● **REQUIRED WORK**
Lines from the records below that contain the word "person" are to be copied out.

● **DATA FOR PROCESSING**

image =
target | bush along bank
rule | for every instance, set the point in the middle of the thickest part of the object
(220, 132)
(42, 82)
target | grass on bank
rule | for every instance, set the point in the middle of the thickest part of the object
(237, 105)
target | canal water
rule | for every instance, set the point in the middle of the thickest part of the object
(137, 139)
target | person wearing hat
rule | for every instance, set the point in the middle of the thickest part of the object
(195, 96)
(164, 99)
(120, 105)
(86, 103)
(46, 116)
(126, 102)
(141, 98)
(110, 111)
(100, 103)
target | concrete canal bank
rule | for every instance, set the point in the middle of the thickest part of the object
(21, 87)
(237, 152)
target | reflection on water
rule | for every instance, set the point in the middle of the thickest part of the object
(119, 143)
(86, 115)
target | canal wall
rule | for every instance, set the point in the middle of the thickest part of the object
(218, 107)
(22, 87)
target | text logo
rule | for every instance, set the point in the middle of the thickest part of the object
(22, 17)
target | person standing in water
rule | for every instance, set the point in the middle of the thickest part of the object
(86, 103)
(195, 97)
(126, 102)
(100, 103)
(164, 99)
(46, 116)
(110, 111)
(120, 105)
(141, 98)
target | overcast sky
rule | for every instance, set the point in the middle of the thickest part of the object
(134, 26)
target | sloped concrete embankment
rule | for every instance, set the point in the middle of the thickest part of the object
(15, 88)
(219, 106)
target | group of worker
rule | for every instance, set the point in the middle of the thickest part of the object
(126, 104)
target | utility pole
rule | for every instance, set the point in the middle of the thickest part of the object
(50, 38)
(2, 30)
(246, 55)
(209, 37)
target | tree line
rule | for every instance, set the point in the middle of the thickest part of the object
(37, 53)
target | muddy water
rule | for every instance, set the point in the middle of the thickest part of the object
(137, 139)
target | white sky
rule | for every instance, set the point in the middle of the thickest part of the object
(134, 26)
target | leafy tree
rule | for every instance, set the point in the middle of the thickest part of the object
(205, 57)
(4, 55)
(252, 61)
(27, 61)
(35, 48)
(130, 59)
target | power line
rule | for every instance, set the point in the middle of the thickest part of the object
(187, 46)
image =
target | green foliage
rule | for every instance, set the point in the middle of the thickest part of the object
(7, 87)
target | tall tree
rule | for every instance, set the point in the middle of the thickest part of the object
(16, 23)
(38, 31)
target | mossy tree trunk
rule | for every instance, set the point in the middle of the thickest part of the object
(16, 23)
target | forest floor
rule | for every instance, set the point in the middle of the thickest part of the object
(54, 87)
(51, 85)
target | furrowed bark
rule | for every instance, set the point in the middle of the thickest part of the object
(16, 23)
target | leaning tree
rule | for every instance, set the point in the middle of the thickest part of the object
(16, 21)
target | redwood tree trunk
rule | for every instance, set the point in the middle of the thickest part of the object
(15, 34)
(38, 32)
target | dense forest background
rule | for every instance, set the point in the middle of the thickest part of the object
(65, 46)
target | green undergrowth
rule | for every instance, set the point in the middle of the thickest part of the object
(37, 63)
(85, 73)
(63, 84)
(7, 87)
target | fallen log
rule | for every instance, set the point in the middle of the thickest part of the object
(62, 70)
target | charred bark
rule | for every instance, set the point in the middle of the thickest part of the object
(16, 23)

● **SOLUTION TO THIS EXERCISE**
target | person wearing hat
target | person standing in water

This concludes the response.